IDL

WIDGET_TEXT

WIDGET_TEXT

The WIDGET_TEXT function creates text widgets. Text widgets display text and optionally get textual input from the user. They can have one or more lines, and can optionally contain scroll bars to allow viewing more text than can otherwise be displayed on the screen.

════════════════════

§ **Exercises**
(1) Write out the WIDGET_TEXT entry again from "The WIDGET_TEXT function" to "on the screen.", substituting "operator" for "user".
(2) According to the WIDGET_TEXT entry, what can the optional scroll bars in a text widget allow?
The lines further down have nothing to do with the WIDGET_TEXT entry.

§ **Dataset rows**
════════════════════

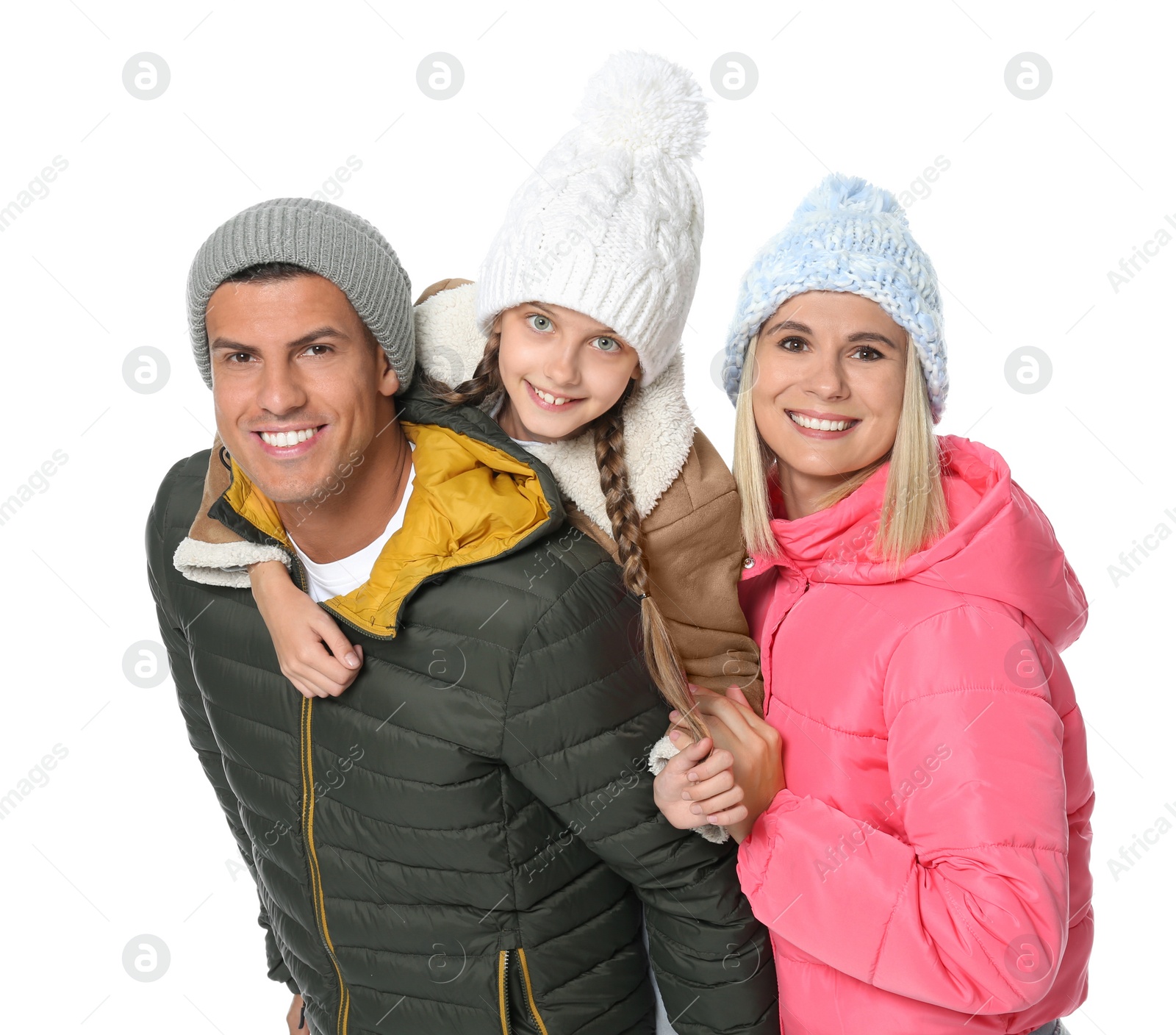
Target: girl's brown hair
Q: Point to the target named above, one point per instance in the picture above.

════════════════════

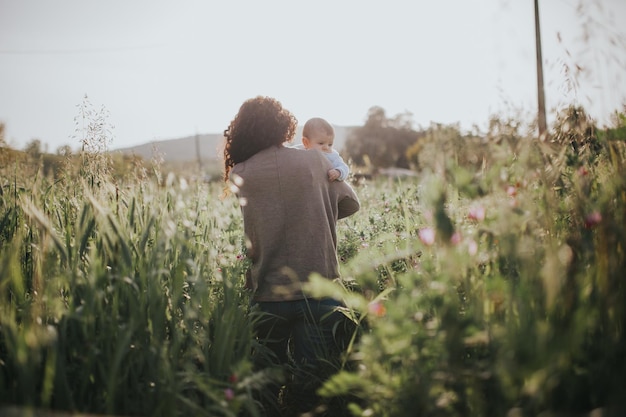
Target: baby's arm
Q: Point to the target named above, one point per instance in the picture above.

════════════════════

§ **Answers to the problems**
(1)
The WIDGET_TEXT function creates text widgets. Text widgets display text and optionally get textual input from the operator. They can have one or more lines, and can optionally contain scroll bars to allow viewing more text than can otherwise be displayed on the screen.

(2) They allow viewing more text than can otherwise be displayed on the screen.